- Stated task 1 -
Repeat word for word the part of the vSphere HA best practices text from "To ensure optimal" up to and including "resources (a cluster alarm)".
- Stated task 2 -
Pick up the vSphere HA best practices text where it stops and keep writing it.

- Given text -

------------------------------------

To ensure optimal vSphere HA cluster performance, you should follow certain best practices. This topic highlights some of the key best practices for a vSphere HA cluster. You can also refer to the vSphere High Availability Deployment Best Practices publication for further discussion.

Setting Alarms to Monitor Cluster Changes

When vSphere HA or Fault Tolerance take action to maintain availability, for example, a virtual machine failover, you can be notified about such changes. Configure alarms in vCenter Server to be triggered when these actions occur, and have alerts, such as emails, sent to a specified set of administrators.

Several default vSphere HA alarms are available.

  • Insufficient failover resources (a cluster alarm)
  • Cannot find primary (a cluster alarm)
  • Failover in progress (a cluster alarm)
  • Host HA status (a host alarm)
  • VM monitoring error (a virtual machine alarm)
  • VM monitoring action (a virtual machine alarm)
  • Failover failed (a virtual machine alarm)
Note: The default alarms include the feature name, vSphere HA.

Monitoring Cluster Validity

A valid cluster is one in which the admission control policy has not been violated.

A cluster enabled for vSphere HA becomes invalid when the number of virtual machines powered on exceeds the failover requirements, that is, the current failover capacity is smaller than configured failover capacity. If admission control is disabled, clusters do not become invalid.

In the vSphere Web Client, select vSphere HA from the cluster's Monitor tab and then select Configuration Issues. A list of current vSphere HA issues appears.

------------------------------------

- Dataset -
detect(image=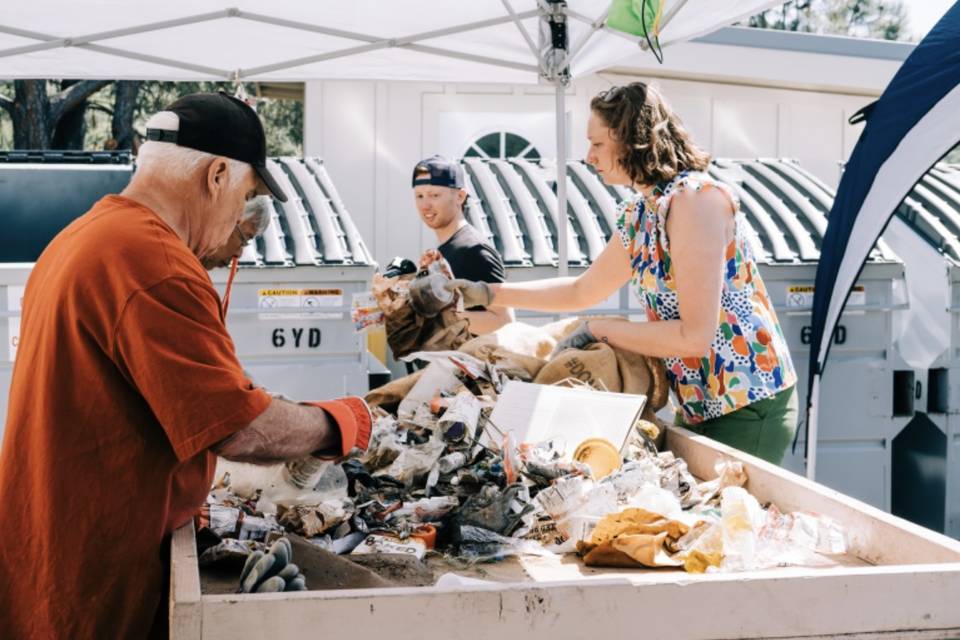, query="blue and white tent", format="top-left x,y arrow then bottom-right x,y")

------------------------------------

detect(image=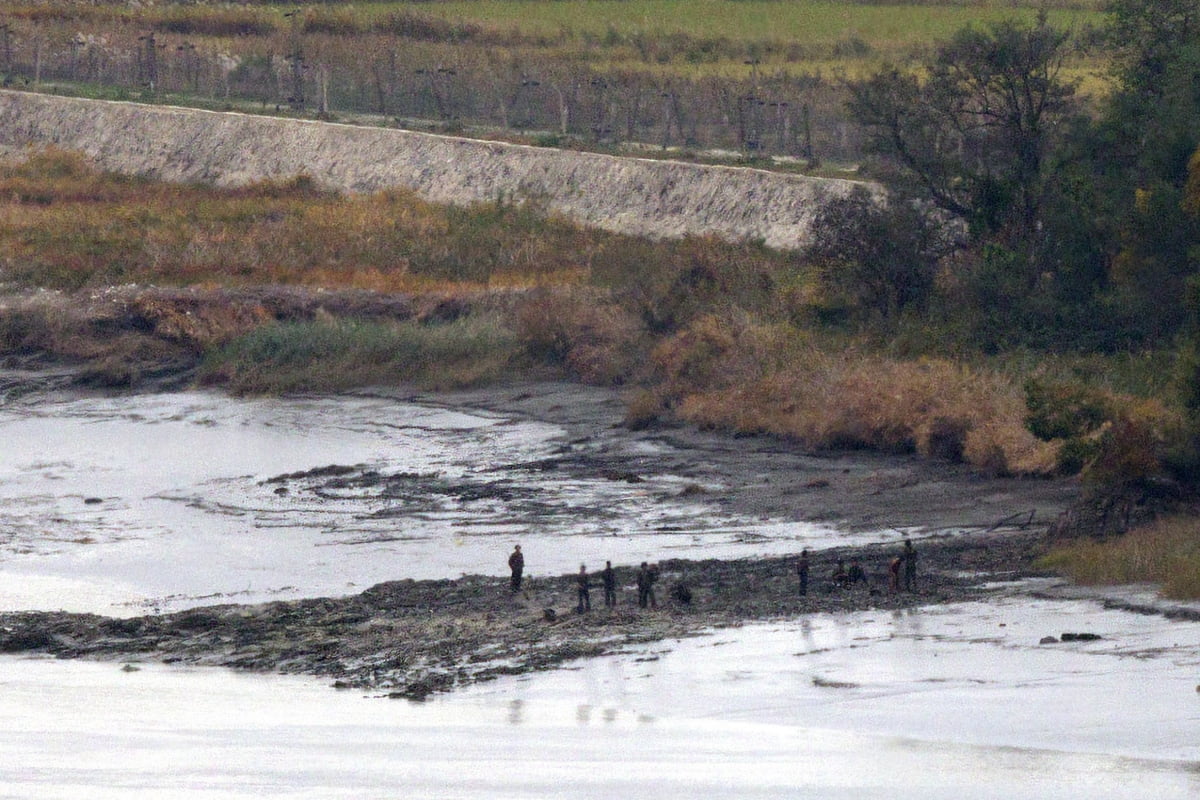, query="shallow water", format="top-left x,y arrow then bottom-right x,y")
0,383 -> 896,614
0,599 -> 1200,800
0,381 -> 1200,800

------------------------------------

- Written answer 1 -
To ensure optimal vSphere HA cluster performance, you should follow certain best practices. This topic highlights some of the key best practices for a vSphere HA cluster. You can also refer to the vSphere High Availability Deployment Best Practices publication for further discussion.

Setting Alarms to Monitor Cluster Changes

When vSphere HA or Fault Tolerance take action to maintain availability, for example, a virtual machine failover, you can be notified about such changes. Configure alarms in vCenter Server to be triggered when these actions occur, and have alerts, such as emails, sent to a specified set of administrators.

Several default vSphere HA alarms are available.

  • Insufficient failover resources (a cluster alarm)

- Written answer 2 -
DRS behavior is not affected if a cluster is red because of a vSphere HA issue.

vSphere HA and Storage vMotion Interoperability in a Mixed Cluster

In clusters where ESXi 5.x hosts and ESX/ESXi 4.1 or prior hosts are present and where Storage vMotion is used extensively or Storage DRS is enabled, do not deploy vSphere HA. vSphere HA might respond to a host failure by restarting a virtual machine on a host with an ESXi version different from the one on which the virtual machine was running before the failure. A problem can occur if, at the time of failure, the virtual machine was involved in a Storage vMotion action on an ESXi 5.x host, and vSphere HA restarts the virtual machine on a host with a version prior to ESXi 5.0. While the virtual machine might power on, any subsequent attempts at snapshot operations could corrupt the vdisk state and leave the virtual machine unusable.

Admission Control Best Practices

The following recommendations are best practices for vSphere HA admission control.

  • Select the Percentage of Cluster Resources Reserved admission control policy. This policy offers the most flexibility in terms of host and virtual machine sizing. When configuring this policy, choose a percentage for CPU and memory that reflects the number of host failures you want to support. For example, if you want vSphere HA to set aside resources for two host failures and have ten hosts of equal capacity in the cluster, then specify 20% (2/10).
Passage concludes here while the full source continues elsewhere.